◆ **Given problem**
How many lines of the data entries below contain the word "wall"? Give only the number.

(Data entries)
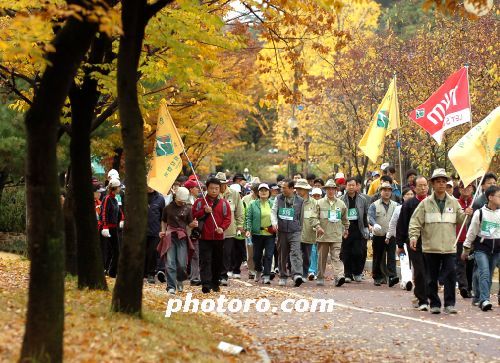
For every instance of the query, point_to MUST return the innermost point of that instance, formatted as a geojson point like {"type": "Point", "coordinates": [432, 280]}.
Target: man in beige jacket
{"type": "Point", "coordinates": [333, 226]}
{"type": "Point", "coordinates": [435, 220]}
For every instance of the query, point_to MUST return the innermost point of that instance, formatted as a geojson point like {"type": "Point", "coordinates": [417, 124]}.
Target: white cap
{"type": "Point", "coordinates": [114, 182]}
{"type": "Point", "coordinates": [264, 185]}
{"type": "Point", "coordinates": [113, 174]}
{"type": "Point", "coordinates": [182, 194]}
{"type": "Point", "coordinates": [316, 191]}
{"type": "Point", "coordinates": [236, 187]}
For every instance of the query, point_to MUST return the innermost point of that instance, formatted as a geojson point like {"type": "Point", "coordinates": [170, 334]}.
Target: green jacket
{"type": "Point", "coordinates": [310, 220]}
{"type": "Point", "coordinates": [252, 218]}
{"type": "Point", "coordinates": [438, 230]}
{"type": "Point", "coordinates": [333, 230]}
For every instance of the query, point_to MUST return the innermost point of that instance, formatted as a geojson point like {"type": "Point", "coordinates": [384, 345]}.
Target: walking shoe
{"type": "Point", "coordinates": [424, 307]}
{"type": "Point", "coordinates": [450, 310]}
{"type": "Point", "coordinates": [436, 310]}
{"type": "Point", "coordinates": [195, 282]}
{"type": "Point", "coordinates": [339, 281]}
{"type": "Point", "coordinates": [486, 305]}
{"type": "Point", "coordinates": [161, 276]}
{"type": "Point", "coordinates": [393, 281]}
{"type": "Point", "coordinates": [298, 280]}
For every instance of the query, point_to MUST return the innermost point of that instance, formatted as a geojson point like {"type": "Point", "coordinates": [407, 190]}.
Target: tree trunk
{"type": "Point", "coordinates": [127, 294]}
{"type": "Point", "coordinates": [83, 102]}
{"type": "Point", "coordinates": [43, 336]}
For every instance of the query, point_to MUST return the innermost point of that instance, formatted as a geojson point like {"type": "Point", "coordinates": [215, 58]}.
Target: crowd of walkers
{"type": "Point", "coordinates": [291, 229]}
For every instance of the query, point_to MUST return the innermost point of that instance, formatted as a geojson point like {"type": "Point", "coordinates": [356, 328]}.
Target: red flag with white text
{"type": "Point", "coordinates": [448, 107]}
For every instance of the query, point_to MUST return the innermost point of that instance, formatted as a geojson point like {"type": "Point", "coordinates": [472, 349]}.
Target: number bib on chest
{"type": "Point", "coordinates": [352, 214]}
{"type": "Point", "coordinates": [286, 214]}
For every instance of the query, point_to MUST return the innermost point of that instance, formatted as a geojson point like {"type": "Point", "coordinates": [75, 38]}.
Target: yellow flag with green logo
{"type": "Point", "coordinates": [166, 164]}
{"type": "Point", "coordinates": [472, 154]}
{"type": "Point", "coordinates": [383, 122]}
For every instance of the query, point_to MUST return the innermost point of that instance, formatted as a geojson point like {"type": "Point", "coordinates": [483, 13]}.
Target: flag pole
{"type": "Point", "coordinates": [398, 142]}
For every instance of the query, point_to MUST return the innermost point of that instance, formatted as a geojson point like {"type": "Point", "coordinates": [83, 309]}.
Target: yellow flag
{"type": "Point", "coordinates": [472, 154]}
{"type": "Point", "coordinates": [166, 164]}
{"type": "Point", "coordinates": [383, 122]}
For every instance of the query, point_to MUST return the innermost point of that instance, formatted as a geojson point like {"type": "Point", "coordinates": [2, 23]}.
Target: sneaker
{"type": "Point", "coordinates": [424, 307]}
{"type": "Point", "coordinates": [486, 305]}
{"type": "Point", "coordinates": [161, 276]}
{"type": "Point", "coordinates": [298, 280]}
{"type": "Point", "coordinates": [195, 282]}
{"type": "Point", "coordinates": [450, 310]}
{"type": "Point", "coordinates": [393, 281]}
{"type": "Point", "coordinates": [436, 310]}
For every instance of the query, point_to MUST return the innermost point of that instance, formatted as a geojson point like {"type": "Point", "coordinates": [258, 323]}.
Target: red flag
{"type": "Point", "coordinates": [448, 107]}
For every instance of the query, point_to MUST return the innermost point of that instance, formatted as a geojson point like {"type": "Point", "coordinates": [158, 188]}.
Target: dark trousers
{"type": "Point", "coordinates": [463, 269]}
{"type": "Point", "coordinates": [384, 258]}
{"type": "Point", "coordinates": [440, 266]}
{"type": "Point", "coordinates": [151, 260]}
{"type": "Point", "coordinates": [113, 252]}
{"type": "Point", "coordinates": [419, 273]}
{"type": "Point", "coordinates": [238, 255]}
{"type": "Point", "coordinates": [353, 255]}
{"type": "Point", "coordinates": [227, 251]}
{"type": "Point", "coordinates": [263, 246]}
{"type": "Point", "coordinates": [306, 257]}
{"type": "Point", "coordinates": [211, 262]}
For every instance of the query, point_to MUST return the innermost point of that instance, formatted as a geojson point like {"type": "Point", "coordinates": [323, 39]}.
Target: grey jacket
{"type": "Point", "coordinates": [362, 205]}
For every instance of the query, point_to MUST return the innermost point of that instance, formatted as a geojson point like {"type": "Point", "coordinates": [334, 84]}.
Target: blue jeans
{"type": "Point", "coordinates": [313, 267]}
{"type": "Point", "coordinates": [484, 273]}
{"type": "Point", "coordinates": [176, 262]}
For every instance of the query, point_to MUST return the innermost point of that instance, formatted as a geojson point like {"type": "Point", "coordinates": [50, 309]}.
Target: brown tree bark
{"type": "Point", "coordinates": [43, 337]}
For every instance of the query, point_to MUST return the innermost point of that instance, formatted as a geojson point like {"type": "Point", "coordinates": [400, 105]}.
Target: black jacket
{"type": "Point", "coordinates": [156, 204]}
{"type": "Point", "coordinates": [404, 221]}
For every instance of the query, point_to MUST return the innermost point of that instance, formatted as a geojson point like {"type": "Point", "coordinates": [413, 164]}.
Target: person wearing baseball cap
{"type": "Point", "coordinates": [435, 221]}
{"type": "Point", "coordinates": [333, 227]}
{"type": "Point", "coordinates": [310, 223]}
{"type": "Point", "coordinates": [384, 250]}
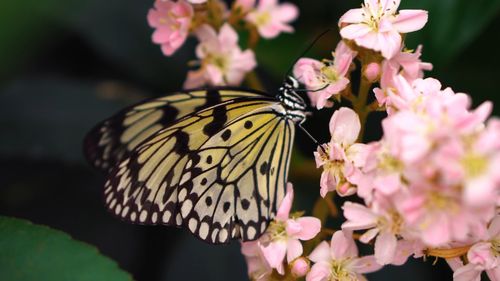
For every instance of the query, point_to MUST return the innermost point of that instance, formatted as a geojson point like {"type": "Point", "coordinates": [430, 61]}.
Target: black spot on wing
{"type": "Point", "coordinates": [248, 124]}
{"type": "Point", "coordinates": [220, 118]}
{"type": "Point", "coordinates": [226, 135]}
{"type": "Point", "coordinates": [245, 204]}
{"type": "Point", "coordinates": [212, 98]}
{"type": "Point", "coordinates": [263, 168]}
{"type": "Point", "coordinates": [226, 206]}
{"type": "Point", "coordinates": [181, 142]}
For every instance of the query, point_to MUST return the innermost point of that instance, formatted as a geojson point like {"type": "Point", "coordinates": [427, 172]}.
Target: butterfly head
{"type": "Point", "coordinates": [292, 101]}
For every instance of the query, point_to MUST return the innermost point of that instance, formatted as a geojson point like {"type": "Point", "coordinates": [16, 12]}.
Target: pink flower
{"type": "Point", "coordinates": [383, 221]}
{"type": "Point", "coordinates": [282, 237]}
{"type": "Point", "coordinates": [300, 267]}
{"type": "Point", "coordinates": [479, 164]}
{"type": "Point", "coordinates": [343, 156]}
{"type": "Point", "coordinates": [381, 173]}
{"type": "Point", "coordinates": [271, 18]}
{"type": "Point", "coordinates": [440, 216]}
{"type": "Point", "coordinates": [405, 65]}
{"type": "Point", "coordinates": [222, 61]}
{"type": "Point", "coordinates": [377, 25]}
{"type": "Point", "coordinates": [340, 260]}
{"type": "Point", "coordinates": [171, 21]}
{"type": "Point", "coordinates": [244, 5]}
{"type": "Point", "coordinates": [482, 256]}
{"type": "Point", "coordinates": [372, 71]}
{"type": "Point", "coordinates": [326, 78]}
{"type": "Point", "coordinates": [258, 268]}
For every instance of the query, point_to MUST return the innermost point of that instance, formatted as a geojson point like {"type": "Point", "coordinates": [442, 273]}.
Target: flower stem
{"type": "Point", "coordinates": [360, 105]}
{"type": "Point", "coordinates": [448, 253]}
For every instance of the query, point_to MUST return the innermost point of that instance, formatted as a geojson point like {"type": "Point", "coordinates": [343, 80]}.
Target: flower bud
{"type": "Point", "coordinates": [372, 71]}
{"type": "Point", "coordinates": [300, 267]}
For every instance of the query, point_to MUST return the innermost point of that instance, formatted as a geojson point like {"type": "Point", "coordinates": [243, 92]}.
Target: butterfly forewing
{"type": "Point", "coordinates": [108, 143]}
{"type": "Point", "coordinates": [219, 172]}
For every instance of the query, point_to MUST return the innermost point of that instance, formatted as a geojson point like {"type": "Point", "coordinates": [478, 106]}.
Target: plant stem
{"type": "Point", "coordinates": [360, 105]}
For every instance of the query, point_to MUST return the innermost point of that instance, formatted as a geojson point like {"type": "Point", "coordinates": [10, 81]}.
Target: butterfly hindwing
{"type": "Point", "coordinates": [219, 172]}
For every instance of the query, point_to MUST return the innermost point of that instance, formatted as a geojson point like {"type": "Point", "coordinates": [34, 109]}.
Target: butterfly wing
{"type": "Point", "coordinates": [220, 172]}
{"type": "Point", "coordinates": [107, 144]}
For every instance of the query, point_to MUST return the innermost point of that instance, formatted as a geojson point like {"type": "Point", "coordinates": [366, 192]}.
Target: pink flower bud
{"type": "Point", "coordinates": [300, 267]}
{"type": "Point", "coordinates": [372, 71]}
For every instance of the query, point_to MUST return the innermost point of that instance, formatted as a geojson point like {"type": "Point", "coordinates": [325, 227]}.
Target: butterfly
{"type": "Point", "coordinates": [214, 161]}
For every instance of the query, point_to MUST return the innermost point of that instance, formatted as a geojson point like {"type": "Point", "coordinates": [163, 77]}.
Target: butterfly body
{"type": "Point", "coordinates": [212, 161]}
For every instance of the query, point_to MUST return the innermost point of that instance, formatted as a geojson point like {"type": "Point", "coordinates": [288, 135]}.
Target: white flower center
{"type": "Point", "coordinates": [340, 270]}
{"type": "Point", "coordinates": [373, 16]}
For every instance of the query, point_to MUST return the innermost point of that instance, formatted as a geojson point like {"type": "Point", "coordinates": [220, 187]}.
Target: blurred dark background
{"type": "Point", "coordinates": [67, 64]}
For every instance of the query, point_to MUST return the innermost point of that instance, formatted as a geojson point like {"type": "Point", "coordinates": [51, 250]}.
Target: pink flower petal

...

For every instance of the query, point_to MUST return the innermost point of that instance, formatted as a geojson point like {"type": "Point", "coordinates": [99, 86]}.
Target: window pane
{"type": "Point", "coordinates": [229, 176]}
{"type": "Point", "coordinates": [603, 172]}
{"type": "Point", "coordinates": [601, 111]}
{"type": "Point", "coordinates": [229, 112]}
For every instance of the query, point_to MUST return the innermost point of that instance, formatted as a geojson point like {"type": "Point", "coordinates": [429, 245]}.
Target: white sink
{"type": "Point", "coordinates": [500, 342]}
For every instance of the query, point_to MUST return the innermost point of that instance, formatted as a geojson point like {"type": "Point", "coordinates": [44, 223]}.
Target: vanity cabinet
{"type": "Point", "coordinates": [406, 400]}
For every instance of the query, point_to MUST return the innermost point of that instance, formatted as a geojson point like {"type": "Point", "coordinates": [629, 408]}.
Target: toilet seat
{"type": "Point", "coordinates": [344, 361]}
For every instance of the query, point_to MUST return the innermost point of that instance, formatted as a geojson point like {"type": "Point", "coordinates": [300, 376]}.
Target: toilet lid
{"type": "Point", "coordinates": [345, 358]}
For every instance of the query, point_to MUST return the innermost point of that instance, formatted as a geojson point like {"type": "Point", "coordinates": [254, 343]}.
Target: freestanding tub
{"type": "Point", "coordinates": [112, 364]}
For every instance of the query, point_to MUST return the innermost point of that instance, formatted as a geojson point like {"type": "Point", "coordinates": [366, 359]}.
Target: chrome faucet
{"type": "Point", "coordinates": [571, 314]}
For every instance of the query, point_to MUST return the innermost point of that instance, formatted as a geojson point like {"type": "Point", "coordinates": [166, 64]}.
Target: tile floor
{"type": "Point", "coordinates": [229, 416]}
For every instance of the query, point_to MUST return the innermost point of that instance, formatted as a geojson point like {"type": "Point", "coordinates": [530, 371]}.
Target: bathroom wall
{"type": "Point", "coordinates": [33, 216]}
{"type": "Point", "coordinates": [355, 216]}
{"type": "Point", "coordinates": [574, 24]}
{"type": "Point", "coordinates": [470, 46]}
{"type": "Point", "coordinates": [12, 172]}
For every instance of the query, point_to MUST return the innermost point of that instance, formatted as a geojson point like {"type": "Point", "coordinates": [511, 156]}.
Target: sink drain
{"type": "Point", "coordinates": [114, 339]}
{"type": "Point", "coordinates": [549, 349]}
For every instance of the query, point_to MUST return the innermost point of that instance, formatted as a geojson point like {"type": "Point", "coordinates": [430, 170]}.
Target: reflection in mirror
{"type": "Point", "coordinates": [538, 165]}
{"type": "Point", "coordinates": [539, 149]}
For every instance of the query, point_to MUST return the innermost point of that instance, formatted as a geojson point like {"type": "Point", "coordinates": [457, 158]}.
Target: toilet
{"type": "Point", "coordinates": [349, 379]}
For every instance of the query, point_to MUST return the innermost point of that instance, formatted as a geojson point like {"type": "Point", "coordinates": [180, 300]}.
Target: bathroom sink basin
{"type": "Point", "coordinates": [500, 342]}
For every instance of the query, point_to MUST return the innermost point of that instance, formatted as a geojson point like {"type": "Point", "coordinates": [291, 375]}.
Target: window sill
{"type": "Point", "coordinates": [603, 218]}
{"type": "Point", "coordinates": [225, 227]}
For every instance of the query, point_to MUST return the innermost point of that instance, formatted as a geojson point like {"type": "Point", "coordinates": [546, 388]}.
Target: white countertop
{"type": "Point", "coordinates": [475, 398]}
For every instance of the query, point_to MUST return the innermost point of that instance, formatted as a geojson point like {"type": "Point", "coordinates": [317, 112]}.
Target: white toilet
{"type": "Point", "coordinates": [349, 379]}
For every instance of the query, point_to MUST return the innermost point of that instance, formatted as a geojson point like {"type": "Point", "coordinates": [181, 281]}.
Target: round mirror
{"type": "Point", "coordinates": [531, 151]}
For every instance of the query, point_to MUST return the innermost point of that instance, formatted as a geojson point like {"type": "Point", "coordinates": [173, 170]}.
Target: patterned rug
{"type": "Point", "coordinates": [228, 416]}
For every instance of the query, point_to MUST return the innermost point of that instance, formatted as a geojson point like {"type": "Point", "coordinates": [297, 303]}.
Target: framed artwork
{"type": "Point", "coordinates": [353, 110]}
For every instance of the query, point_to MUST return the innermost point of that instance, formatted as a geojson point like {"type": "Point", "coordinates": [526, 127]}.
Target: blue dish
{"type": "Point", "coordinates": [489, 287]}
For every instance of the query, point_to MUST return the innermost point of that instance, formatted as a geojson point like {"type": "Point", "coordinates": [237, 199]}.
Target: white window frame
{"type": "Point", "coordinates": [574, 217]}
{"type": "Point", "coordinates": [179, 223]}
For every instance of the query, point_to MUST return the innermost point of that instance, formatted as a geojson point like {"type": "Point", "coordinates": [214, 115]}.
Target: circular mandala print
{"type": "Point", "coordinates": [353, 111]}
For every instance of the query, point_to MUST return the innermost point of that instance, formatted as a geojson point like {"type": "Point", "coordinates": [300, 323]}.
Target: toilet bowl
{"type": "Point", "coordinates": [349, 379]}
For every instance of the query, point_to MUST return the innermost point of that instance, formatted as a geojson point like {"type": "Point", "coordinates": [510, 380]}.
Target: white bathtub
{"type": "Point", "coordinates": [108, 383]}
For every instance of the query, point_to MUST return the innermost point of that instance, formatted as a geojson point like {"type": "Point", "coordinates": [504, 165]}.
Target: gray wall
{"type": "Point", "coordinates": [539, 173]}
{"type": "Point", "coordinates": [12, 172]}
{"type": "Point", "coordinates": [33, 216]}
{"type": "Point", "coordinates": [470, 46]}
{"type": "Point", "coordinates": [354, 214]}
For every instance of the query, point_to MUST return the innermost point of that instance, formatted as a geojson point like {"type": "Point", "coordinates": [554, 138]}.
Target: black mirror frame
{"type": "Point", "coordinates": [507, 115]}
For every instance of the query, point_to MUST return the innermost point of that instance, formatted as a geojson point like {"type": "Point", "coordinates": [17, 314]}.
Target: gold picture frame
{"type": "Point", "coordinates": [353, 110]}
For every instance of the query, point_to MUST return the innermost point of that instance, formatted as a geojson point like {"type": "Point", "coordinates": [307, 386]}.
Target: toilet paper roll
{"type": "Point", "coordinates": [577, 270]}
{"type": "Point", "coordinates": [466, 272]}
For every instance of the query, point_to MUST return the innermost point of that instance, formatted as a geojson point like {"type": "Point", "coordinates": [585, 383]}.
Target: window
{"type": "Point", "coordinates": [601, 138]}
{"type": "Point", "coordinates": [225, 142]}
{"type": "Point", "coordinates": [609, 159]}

...

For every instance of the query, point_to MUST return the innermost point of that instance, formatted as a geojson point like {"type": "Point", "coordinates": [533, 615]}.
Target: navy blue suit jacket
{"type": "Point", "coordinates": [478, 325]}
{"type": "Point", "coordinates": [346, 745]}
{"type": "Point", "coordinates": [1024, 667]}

◆ **Written solution**
2